Tasks and exercises:
1: Name every school class that the passage about school and factory work in China mentions.
2: Write the next few sentences of the passage about school and factory work in China, picking up right after its final sentence.
-------- Passage for review --------
Coolboy wrote and submitted his first paper of his life to a machinery journal when he was at high school. It was a special period in
China
’s history that many things went quite unusual ways. School educations were highly politicized and also heavily made into practice at the time. For example, in middle and high schools, we studied how four-stroke engine worked in physics class and how ammonia was manufactured in chemistry class, etc. In math class, we spent one semester on learning how to make machinery drawings. Students would spend several months per year in countryside and factories to learn from peasants and workers and also to practice what they learnt at school. I practiced many kinds of different works in factories at the time. One time, I was assigned to a factory drawing room (
绘图室
) to join to reproduce a set of more than one thousand blueprints for a new machine. There was no photocopy machine at the time. So, we had to trace a diagram from a blueprint onto a transparent paper. The drawing on the transparent paper then became the original copy of the diagram and additional blueprints could be reproduced from the transparent diagram by a blue-printer (
晒图机
). For the first time, I also designed and used my signature because one needed to sign and date at the completion of each tracing diagram (and also to sign and date after checking a traced diagram by another person). Since the signature at the old blueprints was un-readable I thought at the time that my signature meant my handwriting of my name that can only be recognized by myself.
-------- Data supplied --------
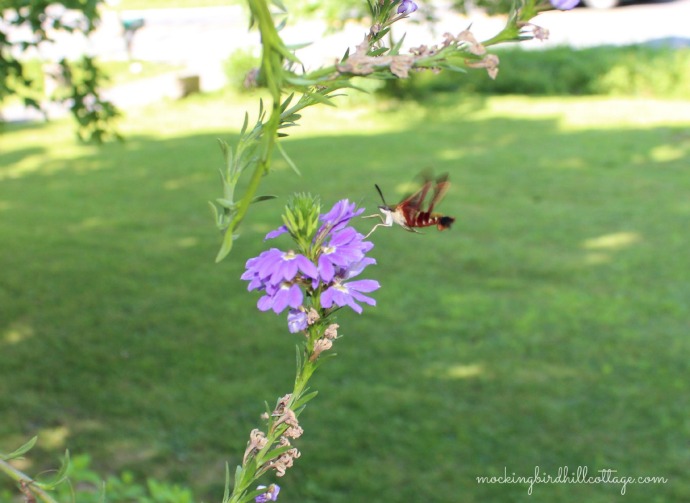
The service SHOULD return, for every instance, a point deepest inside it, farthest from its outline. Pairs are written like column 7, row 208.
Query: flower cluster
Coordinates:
column 322, row 271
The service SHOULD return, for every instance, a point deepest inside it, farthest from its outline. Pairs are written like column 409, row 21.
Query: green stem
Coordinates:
column 303, row 374
column 21, row 477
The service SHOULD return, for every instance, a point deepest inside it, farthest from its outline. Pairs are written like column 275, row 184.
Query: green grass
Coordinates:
column 170, row 4
column 549, row 327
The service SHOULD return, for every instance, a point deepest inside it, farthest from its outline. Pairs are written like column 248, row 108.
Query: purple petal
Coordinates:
column 265, row 303
column 297, row 320
column 364, row 285
column 306, row 266
column 326, row 270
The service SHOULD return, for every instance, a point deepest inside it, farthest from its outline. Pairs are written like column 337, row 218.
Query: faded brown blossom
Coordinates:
column 532, row 30
column 285, row 460
column 331, row 331
column 320, row 346
column 294, row 430
column 282, row 404
column 490, row 62
column 474, row 46
column 257, row 441
column 401, row 65
column 360, row 63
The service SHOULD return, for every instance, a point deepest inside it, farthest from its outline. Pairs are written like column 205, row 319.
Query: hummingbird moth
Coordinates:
column 410, row 213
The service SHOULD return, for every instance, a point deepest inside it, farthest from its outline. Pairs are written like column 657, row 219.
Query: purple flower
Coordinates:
column 565, row 4
column 274, row 266
column 297, row 320
column 343, row 249
column 270, row 495
column 286, row 294
column 340, row 215
column 276, row 232
column 407, row 7
column 348, row 294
--------
Replies:
1: Physics, chemistry, and math.

2:
I had two mentors for my practice. One was a technician whose main task was to trace blueprints everyday and the other was an (old) engineer who most likely had been in
Germany
because I saw several German technical books on his bookshelf. I sometimes chatted with the engineer about math and physics. The drawing room belonged to the factory technical department so there were some technical books and journals/magazines in a room next to the drawing room. Occasionally, I also read some of those books and journals in that common room. One day, when I was reading a machinery magazine I got an idea based on my previous practices in other factories that I can make an improvement in measuring/testing the smoothness of an arc part. I thought that I can use the drawing room facility to write a paper/article to submit to that journal and I did.
At the time, it was my big secret and nobody knew that I was doing this. I was excited about it though I was not very confident. After completing my paper and nice drawings I decided to drop my paper in the mailbox of city’s central postal office rather than mailboxes on the road. I walked a long way to the central postal office, standing next to the mailbox and taking a deep breath, and dropped my envelop. I waited there for about five seconds to gather my thoughts and turned to walk away when I heard someone yelling inside the counter: “Who just dropped an envelop here?” I paused and replied timidly: “It was me.” “Please wait, don’t leave,” the person yelled again. My thought went quickly: “I have my return address on my envelope and I do not think any writing in the envelop is counter-revolutionary. This is a purely technical writing.........” “Your envelop is over weighted and the regular 8-cent stamp is not enough. You need to pay additional 10 cents.”--- What a big relief!
I waited and patiently waited. I waited for “
一
举成名天下
知
” but I did not get it. I received the rejection letter from the editorial office about two weeks later. It was a hand-written letter by an editor with lots of encouragements. It also came with a free copy of the latest issue of the journal. I showed all these to the senior mentor and he was excited and very encouraging too.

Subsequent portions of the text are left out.